• [WHAT IS EXPECTED] Reproduce every record below exactly as it appears.

• [ROWS]
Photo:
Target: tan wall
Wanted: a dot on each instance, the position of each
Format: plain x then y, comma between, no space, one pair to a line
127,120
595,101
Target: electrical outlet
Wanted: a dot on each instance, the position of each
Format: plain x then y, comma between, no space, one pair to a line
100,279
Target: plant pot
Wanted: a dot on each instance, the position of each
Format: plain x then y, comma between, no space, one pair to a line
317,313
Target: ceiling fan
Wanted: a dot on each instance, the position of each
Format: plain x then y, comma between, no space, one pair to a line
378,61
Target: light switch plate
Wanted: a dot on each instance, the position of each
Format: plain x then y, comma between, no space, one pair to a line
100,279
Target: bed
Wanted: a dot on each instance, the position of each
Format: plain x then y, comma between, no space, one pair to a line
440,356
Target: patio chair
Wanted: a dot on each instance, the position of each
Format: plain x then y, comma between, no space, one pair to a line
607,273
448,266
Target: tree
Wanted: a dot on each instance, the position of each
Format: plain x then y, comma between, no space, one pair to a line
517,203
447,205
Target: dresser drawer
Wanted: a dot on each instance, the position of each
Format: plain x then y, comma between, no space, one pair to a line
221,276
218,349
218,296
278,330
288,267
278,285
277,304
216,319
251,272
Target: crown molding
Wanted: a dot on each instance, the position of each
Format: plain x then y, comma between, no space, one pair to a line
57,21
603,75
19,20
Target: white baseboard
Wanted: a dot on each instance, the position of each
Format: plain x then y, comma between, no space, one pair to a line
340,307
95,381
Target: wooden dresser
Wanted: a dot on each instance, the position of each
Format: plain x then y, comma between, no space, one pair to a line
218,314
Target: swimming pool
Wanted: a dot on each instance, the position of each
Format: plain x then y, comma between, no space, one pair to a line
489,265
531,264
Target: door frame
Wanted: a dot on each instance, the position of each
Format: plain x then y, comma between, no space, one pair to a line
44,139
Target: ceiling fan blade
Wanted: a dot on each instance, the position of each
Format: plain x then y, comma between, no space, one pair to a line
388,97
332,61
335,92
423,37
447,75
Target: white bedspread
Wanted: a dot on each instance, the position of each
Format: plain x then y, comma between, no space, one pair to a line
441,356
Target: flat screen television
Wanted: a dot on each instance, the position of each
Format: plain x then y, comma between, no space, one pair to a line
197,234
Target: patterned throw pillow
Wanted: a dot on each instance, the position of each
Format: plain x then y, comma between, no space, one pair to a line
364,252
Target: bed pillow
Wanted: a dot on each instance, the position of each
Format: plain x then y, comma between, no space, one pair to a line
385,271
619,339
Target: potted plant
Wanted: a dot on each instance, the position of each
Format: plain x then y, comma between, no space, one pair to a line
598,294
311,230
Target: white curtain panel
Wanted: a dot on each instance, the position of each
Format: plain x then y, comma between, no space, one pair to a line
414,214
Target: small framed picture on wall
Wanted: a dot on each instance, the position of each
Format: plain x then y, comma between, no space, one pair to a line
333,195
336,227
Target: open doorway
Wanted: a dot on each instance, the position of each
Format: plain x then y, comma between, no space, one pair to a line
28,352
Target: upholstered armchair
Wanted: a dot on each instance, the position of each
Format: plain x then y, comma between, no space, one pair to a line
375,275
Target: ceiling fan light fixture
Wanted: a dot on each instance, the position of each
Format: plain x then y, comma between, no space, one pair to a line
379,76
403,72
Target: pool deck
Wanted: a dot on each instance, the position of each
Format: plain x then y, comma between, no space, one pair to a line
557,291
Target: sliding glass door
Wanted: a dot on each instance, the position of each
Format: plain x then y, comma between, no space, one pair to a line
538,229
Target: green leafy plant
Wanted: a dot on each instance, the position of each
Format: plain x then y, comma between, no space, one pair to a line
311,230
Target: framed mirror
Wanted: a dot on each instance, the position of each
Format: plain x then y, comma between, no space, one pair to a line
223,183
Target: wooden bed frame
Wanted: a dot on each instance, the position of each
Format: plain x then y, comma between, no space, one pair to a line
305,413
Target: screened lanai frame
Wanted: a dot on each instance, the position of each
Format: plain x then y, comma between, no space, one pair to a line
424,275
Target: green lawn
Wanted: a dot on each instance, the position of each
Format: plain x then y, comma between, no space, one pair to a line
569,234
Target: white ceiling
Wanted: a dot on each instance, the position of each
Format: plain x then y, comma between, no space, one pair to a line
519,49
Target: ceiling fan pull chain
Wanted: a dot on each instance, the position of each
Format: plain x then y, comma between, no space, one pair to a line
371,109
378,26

• [SOLVED PROBLEM]
Photo:
Target: tan wall
Wanted: a dot on each instance, the position of each
Format: plain x then y, comma between, no space, one pair to a line
127,120
595,101
Target: electrical outlet
Wanted: a dot on each instance, the position of each
Format: plain x then y, comma between, no space, one pair to a line
100,279
Target: plant pot
Wanted: a dot on each instance, the position of each
Format: plain x then y, comma between, no space, one pair to a line
317,313
Target: ceiling fan
Wanted: a dot on each instance, the position of each
Format: plain x then y, comma between, no space, one pair to a line
378,61
Target: light switch plate
Wanted: a dot on each instance, the position of each
Format: plain x then y, comma between, no space, one pair to a line
100,279
Target: bed
Wanted: a dot on each instance, the position of each
Format: plain x then y, comma between, no space, one pair to a line
440,356
Target: patio chair
Wanted: a dot on each instance, the position of each
Format: plain x then y, comma between, no space, one pair to a line
607,273
448,266
Target: tree
Wanted: a dot on each instance, the position of each
Format: plain x then y, comma between, no space, one pair to a line
517,203
447,205
Target: dresser drawer
Wanted: a dot on each instance, the position of each
Format: plain x then y, comma between, no space, one pair to a line
221,276
218,349
218,296
278,330
288,267
278,285
277,304
216,319
251,272
Target: crown molding
Wanted: a dot on each instance, the position of each
Format: plain x then y, comma between, no space, one pair to a line
57,21
603,75
19,20
Target: white baseboard
Wanted: a dot on each instance, the position of each
Format: plain x then y, comma between, no space, one pair to a line
340,307
95,381
Target: wooden dresser
Wanted: a dot on each instance, the position of each
Format: plain x then y, comma between, no space, one pair to a line
218,314
Target: swimming pool
Wanted: a dot on each instance, the position of each
Format: plain x then y, comma between, no space, one pair to a line
489,265
531,264
Target: door frame
Wanted: a dot on each instance, the position of each
Format: plain x then y, comma between, no space, one pair to a line
44,139
Target: ceiling fan blade
Wanted: a dot on each instance, the position of each
Format: plain x then y, comma between, no space, one pair to a line
388,97
332,61
335,92
423,37
447,75
Target: white bedspread
Wanted: a dot on each instance, the position of each
Format: plain x then y, comma between, no space, one pair to a line
441,356
Target: flat screen television
Wanted: a dot on each instance, the position of each
Format: plain x then y, comma between, no space, one pair to a line
197,234
Target: patterned throw pillow
Wanted: a dot on each instance, the position of each
Format: plain x then y, comma between, no space, one pair to a line
364,252
Target: bed pillow
Wanted: a dot on each instance, the position of each
Format: plain x then y, comma between, no space, one pair to a line
385,271
619,339
Target: potted plant
Wanted: a dot on each instance, the position of each
Format: plain x then y, comma between, no space, one pair to a line
598,294
311,230
Target: white curtain panel
Wanted: a dot on each instance, the position of each
Format: plain x then y, comma between, no space, one pair to a line
414,214
Target: small framed picture on wall
Wanted: a dot on each instance, the position of each
Format: plain x then y, comma between, no space, one pair to a line
333,195
336,227
Target: open doorway
Wanted: a dot on each instance, the position of each
Format: plain x then y, comma between, no space, one pair to a line
28,352
Target: upholstered armchair
Wanted: a dot on each instance, the position of each
Format: plain x then y, comma between, no space, one pair to a line
375,275
Target: ceiling fan light fixture
Wanted: a dot on each instance, the position of each
Format: plain x then y, comma between, no space, one pair to a line
379,76
403,72
Target: pool deck
Wanted: a dot on each instance, the position of each
Format: plain x then y, comma between, no space, one pair to a line
557,291
Target: sliding glass door
Wanted: a dot on each instance, the position of each
Format: plain x then y, comma between, no space, one pair to a line
538,229
Target: green leafy plant
Wanted: a dot on each instance, the position of each
Format: plain x then y, comma between, no space, one pair to a line
311,230
Target: framed mirror
Wanted: a dot on each instance, the position of each
Format: plain x then y, comma between, no space, one pair to a line
223,183
Target: wooden bed frame
Wanted: a dot on each instance, the position of each
Format: plain x then y, comma between, no space, one pair to a line
305,413
Target: screened lanai frame
Wanted: a dot on each instance, the position of each
Format: plain x then y, comma between, no space, one pair to a line
424,275
Target: green lawn
Wanted: a dot on each instance, the position of each
Format: plain x then y, comma between, no space, one pair to a line
569,234
Target: white ceiling
Wanted: a dot on each instance, the position of each
Format: plain x then y, comma between, no space, one pair to a line
519,49
Target: ceiling fan pull chain
Wanted: a dot on each instance, the position of each
Format: plain x then y, comma between, no space, one pair to a line
371,109
378,26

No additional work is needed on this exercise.